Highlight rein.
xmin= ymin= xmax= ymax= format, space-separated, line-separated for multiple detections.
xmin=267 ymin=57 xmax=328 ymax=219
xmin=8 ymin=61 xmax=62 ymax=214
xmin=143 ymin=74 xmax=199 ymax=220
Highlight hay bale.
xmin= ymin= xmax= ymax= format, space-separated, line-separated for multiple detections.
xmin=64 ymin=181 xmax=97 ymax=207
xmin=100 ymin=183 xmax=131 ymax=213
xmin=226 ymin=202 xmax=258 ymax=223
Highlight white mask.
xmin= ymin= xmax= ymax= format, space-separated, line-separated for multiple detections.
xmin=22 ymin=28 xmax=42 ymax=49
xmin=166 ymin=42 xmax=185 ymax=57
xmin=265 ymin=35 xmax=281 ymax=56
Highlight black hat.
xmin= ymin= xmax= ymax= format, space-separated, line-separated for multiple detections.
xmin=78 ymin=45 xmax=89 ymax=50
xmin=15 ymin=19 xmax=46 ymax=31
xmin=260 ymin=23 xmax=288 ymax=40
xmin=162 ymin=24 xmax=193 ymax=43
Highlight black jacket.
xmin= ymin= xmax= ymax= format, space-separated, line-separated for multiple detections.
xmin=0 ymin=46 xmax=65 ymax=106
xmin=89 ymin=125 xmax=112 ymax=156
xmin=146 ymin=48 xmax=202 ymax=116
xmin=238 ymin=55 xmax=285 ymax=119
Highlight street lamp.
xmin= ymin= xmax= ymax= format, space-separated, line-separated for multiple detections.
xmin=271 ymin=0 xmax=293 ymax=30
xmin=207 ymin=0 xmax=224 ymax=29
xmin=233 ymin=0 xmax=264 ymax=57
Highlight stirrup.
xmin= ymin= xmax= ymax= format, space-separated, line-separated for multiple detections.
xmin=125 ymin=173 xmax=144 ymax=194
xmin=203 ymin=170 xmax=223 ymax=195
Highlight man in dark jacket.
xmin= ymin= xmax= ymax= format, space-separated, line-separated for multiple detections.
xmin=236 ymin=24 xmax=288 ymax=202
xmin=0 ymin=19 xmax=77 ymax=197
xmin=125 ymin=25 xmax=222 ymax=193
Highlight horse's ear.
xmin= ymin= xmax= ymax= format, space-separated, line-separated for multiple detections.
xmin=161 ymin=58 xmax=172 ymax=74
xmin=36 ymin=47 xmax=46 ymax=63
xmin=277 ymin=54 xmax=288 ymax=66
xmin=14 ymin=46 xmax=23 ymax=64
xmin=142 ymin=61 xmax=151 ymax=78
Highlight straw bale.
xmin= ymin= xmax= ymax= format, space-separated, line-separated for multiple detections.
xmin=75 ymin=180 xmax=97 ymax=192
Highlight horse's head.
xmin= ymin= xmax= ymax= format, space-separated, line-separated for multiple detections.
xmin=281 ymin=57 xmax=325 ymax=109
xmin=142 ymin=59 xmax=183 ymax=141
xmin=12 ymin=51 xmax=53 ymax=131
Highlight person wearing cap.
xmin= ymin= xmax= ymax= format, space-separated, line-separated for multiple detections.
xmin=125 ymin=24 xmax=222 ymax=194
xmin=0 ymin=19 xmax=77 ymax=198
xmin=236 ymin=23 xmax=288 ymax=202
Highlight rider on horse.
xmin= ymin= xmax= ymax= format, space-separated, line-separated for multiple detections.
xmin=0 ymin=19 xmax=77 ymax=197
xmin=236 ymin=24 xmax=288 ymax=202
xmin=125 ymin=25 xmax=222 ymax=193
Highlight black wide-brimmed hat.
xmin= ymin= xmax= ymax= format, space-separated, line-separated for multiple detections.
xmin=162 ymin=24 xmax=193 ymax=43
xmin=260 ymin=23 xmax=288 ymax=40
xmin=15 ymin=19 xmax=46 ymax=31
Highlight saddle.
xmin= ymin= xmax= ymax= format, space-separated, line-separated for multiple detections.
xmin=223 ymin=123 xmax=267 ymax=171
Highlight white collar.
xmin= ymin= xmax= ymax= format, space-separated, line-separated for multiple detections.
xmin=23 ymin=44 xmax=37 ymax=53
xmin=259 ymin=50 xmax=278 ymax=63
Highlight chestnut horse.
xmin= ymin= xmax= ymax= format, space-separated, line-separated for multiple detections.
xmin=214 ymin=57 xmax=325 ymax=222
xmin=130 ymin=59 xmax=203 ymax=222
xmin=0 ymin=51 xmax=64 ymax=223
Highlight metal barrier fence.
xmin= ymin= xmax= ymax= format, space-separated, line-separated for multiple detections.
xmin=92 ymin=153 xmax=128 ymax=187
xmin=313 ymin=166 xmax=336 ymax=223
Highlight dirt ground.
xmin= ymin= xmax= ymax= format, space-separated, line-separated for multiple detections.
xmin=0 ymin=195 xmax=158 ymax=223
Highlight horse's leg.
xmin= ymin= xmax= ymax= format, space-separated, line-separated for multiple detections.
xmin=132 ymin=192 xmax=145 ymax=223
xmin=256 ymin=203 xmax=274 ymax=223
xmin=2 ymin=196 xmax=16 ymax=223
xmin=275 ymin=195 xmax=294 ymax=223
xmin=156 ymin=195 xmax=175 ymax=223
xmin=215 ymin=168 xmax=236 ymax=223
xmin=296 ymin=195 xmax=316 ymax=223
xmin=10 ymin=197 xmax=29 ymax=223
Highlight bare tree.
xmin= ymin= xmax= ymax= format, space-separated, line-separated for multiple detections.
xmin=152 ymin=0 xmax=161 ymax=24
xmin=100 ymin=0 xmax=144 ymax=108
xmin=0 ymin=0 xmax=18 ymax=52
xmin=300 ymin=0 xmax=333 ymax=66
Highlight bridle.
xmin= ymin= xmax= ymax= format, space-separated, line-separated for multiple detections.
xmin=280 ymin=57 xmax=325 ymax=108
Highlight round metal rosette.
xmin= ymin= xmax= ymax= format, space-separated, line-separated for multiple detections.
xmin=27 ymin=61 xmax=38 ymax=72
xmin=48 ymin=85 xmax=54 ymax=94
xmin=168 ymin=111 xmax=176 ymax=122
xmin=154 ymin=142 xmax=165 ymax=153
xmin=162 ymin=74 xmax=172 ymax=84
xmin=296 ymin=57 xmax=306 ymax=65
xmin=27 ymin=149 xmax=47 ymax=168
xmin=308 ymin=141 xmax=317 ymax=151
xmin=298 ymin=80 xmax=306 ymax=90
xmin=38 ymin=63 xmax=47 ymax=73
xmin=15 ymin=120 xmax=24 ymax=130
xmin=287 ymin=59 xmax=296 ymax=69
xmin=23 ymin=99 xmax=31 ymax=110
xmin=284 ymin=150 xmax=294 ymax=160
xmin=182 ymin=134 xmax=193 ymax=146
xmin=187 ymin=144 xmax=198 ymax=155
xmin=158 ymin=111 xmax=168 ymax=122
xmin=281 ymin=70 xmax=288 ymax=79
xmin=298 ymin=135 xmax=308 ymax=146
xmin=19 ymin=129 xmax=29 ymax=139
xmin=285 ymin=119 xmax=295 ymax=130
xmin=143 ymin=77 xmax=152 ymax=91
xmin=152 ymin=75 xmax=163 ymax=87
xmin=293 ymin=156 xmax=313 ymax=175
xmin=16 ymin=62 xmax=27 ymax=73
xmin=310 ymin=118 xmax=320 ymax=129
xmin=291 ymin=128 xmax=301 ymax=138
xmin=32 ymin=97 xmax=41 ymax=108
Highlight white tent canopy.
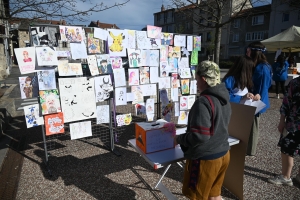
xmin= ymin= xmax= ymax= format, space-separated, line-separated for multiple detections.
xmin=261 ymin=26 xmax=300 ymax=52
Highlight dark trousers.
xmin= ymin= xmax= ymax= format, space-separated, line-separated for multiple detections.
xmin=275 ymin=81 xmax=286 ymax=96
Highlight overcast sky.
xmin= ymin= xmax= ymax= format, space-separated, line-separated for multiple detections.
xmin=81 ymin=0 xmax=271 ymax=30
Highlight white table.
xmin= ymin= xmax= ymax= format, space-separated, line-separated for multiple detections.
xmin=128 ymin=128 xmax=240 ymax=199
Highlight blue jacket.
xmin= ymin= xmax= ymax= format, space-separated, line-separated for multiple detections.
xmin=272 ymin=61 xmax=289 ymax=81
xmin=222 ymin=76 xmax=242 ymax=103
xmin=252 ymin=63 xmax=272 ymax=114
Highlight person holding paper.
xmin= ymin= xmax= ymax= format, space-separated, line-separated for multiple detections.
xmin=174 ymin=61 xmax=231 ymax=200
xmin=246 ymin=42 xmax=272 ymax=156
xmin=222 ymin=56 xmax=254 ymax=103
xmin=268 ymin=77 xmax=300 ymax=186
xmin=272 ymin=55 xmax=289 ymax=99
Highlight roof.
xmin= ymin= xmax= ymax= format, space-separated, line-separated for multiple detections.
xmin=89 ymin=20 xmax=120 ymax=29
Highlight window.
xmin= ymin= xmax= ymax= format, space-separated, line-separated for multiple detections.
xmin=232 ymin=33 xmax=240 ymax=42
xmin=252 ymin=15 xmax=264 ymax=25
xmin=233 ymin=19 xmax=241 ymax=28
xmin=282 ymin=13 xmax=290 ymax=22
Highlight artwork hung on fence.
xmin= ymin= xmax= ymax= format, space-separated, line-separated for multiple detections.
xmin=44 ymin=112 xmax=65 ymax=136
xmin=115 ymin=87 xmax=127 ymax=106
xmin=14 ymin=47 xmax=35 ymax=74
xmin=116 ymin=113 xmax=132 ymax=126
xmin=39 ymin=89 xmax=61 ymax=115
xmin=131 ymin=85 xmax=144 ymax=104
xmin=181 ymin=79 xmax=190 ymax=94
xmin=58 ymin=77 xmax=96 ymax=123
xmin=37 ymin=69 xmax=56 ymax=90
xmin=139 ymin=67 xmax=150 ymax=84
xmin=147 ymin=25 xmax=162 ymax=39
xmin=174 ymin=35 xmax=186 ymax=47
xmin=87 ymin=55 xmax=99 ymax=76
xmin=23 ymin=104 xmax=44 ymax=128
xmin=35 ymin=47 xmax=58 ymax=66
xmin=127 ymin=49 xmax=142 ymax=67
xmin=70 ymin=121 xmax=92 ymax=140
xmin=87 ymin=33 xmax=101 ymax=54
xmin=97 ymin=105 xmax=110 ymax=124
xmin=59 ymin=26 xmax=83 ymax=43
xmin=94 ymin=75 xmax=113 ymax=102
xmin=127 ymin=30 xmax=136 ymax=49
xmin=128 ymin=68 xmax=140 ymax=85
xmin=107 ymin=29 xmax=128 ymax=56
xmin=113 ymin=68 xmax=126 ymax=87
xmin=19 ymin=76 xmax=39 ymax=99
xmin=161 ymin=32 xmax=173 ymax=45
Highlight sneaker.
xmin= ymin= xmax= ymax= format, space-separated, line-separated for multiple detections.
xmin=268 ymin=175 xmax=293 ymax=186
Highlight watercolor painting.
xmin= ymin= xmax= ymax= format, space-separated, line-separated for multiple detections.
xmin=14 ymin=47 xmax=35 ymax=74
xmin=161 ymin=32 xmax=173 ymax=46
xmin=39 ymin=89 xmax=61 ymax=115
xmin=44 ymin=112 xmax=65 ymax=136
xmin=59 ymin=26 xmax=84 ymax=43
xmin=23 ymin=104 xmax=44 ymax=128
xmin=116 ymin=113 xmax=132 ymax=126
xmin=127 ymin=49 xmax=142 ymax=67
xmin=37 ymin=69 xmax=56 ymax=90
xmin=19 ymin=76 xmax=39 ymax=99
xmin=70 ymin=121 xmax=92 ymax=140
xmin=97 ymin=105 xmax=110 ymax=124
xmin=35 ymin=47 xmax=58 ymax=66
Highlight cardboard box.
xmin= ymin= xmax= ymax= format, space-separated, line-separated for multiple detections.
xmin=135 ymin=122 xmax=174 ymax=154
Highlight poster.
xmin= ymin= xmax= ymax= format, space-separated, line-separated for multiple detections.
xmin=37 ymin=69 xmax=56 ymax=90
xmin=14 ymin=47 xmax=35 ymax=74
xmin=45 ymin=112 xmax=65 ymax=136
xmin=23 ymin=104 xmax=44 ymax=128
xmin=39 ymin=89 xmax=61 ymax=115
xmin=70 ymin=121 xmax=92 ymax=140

--

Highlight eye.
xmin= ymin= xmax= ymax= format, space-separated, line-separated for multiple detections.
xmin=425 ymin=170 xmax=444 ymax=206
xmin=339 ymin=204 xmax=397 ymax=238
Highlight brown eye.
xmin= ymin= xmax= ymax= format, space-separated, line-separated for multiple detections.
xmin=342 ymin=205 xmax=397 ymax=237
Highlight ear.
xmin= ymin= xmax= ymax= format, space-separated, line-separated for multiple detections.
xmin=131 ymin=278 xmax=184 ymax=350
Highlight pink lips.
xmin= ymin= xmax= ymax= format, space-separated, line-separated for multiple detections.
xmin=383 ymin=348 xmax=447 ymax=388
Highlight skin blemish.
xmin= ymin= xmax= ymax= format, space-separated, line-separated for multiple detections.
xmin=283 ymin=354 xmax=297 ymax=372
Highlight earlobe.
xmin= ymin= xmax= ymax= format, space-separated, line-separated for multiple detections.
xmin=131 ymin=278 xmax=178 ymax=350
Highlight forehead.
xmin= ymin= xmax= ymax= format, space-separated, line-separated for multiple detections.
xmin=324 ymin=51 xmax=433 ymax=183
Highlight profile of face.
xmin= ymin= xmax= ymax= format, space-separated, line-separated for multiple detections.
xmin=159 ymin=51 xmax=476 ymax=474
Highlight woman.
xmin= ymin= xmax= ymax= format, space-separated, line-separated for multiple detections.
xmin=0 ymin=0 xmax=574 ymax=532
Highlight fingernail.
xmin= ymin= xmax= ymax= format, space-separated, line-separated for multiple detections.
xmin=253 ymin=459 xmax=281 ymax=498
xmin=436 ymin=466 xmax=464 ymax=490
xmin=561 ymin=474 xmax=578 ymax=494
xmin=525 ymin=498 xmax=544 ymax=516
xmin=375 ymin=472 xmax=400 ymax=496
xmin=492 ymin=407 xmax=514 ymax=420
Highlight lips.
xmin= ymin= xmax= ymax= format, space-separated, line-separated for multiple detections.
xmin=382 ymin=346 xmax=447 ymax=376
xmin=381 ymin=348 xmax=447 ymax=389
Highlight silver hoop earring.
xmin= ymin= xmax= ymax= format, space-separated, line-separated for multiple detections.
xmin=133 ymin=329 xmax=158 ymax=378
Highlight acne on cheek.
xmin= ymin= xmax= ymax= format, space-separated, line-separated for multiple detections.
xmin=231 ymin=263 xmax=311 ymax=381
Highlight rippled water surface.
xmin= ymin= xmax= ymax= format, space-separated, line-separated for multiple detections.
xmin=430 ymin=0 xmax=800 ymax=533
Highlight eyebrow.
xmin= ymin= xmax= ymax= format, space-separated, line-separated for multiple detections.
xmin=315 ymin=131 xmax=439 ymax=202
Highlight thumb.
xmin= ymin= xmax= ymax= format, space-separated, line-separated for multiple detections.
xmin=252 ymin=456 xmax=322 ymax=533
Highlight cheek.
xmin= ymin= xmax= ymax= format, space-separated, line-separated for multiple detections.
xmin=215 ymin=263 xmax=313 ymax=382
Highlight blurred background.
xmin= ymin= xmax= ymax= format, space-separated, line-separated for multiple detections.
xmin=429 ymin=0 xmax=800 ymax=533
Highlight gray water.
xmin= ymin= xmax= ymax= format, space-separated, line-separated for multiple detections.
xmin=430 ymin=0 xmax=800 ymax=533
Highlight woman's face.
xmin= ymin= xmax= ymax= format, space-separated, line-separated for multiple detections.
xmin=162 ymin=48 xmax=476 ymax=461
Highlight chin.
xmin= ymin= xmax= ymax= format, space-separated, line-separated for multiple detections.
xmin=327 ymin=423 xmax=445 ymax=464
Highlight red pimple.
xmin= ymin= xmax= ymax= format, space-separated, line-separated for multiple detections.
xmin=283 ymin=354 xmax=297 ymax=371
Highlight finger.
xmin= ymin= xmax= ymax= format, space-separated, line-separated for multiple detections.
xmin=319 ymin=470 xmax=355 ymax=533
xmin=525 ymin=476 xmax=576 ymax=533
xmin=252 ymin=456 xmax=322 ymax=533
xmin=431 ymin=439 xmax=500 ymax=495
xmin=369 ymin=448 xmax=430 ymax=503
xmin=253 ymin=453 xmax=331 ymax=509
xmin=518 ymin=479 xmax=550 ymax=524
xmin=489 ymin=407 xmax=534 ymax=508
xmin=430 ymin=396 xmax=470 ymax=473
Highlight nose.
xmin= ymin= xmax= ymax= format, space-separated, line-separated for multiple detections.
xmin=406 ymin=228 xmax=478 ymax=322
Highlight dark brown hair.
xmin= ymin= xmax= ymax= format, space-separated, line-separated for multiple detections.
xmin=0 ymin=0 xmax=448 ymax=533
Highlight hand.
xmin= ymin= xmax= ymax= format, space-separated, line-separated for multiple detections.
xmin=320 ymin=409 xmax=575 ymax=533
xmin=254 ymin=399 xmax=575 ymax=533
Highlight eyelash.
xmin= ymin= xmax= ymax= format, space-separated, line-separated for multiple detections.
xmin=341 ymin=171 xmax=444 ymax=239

--

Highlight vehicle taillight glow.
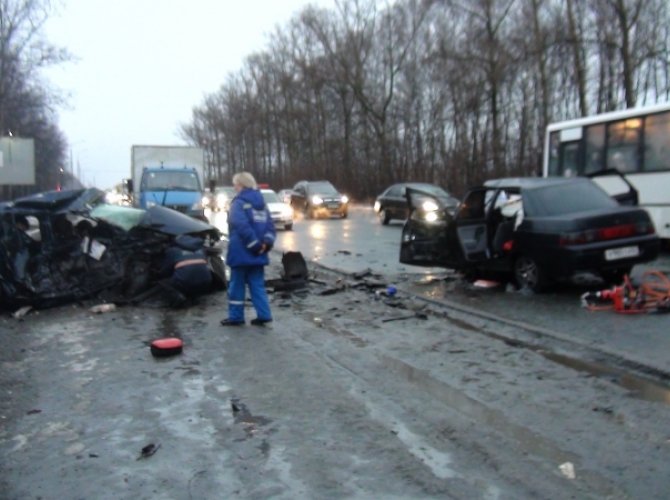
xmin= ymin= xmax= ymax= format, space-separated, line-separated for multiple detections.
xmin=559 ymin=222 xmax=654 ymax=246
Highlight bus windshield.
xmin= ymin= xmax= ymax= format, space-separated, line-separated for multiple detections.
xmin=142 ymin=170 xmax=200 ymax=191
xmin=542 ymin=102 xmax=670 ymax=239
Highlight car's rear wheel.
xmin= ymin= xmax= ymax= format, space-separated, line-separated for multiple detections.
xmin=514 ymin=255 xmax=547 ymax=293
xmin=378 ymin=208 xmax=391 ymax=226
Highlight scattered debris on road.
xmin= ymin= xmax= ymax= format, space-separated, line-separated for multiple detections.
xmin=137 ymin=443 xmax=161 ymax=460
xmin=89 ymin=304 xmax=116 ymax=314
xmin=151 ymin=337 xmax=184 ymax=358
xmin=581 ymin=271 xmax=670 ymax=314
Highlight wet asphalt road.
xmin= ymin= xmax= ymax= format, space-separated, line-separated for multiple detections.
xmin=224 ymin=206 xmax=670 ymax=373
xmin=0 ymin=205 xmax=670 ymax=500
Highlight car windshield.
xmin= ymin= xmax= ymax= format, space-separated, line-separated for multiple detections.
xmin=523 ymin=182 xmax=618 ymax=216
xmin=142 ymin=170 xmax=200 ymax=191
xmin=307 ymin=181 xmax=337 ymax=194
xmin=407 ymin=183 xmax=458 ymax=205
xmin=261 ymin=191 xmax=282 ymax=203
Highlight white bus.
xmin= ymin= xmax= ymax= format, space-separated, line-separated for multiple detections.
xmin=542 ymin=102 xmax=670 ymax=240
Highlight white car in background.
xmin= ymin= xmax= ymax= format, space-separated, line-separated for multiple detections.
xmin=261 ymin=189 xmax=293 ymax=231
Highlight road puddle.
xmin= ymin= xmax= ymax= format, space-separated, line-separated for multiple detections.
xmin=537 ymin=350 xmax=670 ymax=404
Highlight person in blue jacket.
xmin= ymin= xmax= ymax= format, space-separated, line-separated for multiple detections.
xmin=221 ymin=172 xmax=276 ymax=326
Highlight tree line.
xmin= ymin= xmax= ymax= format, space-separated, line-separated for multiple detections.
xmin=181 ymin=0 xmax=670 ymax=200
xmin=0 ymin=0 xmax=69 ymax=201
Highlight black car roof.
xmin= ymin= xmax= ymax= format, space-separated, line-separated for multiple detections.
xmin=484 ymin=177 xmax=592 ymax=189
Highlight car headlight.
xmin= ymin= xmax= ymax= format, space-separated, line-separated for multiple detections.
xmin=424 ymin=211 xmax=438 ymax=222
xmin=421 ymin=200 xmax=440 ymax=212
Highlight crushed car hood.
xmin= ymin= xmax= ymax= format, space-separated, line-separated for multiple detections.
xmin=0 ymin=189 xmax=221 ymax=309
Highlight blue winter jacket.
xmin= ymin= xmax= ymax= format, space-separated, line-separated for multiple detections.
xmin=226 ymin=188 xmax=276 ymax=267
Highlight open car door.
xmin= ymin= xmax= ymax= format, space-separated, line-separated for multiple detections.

Exercise directions: Return the lines again word for word, starting with the one that contains "Highlight fingernail." and ending after the one that contains "xmin=327 ymin=423 xmax=445 ymax=464".

Solution to the exercise:
Highlight fingernail.
xmin= ymin= xmax= ymax= format, space-separated, line-separated for multiple detections.
xmin=253 ymin=459 xmax=281 ymax=498
xmin=436 ymin=466 xmax=464 ymax=490
xmin=561 ymin=474 xmax=578 ymax=494
xmin=525 ymin=498 xmax=544 ymax=516
xmin=375 ymin=472 xmax=400 ymax=496
xmin=492 ymin=407 xmax=514 ymax=420
Highlight lips.
xmin= ymin= xmax= ymax= format, space-separated, line-separated for multiple detections.
xmin=382 ymin=346 xmax=447 ymax=376
xmin=381 ymin=348 xmax=447 ymax=389
Highlight silver hoop earring.
xmin= ymin= xmax= ymax= format, space-separated, line-separated for multiple detections.
xmin=133 ymin=329 xmax=158 ymax=378
Highlight acne on cheek.
xmin= ymin= xmax= ymax= format, space-separated, line-separated for multiple detections.
xmin=231 ymin=263 xmax=311 ymax=381
Highlight rippled water surface.
xmin= ymin= xmax= ymax= format, space-separated, line-separated for multiple detections.
xmin=430 ymin=0 xmax=800 ymax=533
Highlight eyebrow.
xmin= ymin= xmax= ymax= format, space-separated, line-separated for multiple detections.
xmin=315 ymin=131 xmax=439 ymax=202
Highlight thumb.
xmin= ymin= xmax= ymax= format, space-separated, line-separated for multiple detections.
xmin=252 ymin=456 xmax=322 ymax=533
Highlight cheek.
xmin= ymin= xmax= ymax= format, space-separated, line-separated for multiple detections.
xmin=215 ymin=263 xmax=313 ymax=382
Highlight blurred background.
xmin= ymin= xmax= ymax= format, space-separated, line-separated for multiple detections.
xmin=429 ymin=0 xmax=800 ymax=533
Highlight gray water.
xmin= ymin= xmax= ymax= format, space-separated, line-separated for multiple detections.
xmin=430 ymin=0 xmax=800 ymax=533
Highlight woman's face.
xmin= ymin= xmax= ymax= format, space-separated, line-separated for multiple detections.
xmin=162 ymin=48 xmax=476 ymax=461
Highlight chin.
xmin= ymin= xmax= ymax= format, space-separated, line-separated for multiple detections.
xmin=327 ymin=423 xmax=445 ymax=464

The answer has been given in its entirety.